- DIRECTIONS FOR THIS TASK -
Continue the passage about Ben's media ventures and philanthropy, starting after its final sentence.

- GIVEN TEXT -
With the movies and the publishing and the philanthropy, Ben has taken an entire career arc and made it his first job out of college. It is all a little chaotic and sometimes a little too improvised. In a rare, quiet moment—between a call to recruit sponsors for his World Cup film and a visit from One, a celebrity-heavy campaign against AIDS and developing world debt—Ben seems tired and unsettled. "God," he says, in a distant voice, "I feel a little nauseous about all this stuff."
Later, we stop at a convenience store and get a couple of bottles of Mexican soda. "I spend most of my day responding to requests for money, and 90% of the people are really great, really interesting," he tells me. Usually he says no. "That takes a lot of the fun away. A lot of the time, even when I say yes, I feel insecure about it. Maybe as I grow up, I won't spend so much time second-guessing."
He can afford to make mistakes. He has committed to at least two movies, six issues of Good and several million dollars' worth of philanthropy a year, and it seems he could keep up that pace for a long time without making back any money—though he does hope his magazine and films will generate substantial revenue. (Ben won't say exactly how much he has invested or plans to invest in his media ventures.)

- DATASET CONTENT -
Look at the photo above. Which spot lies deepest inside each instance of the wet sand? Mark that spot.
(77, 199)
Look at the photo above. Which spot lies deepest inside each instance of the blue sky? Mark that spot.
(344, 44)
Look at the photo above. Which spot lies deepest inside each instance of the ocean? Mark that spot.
--
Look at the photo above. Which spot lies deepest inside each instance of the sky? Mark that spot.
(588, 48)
...
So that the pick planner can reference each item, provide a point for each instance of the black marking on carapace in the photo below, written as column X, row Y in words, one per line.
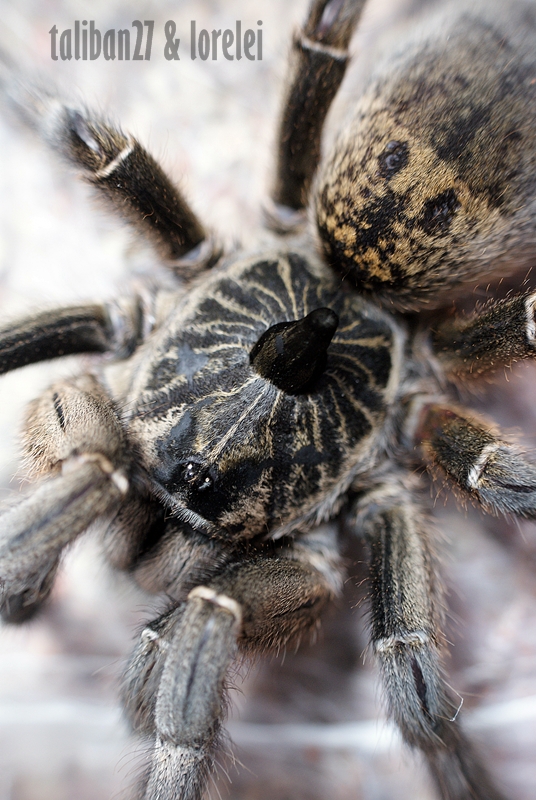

- WRITTEN ANSWER -
Before Ben's father died, three generations of Goldhirsh men gathered at a family dinner: Ben, his father and his grandfather. Ben's father had supported his grandfather for years, sending small but frequent checks, and his grandfather had cashed them without a word. "He's the kind of guy, though, you can't take him to a baseball game unless you tell him you won the tickets," Ben says. "He can't read right now, but he won't buy glasses because he's going to die soon." Seeing his son ailing, Ben's grandfather had something for him: a check. "It must have been a couple hundred thousand dollars. It was every penny my father ever sent to him. He'd been saving it," Ben says. "It meant so much to my grandfather to be able to give it back.
"I'm trying to have a comfort with money that my father and grandfather never did," he says. That means he is prepared to risk much of his father's fortune in the pursuit of a worthy life. What keeps him at the office most nights after everyone else has gone home is the idea that he might blow it and squander his chance to do good. "There's no one more scared of failing, no one who appreciates more how hard my father worked for this money," he says. "It's not mine to lose."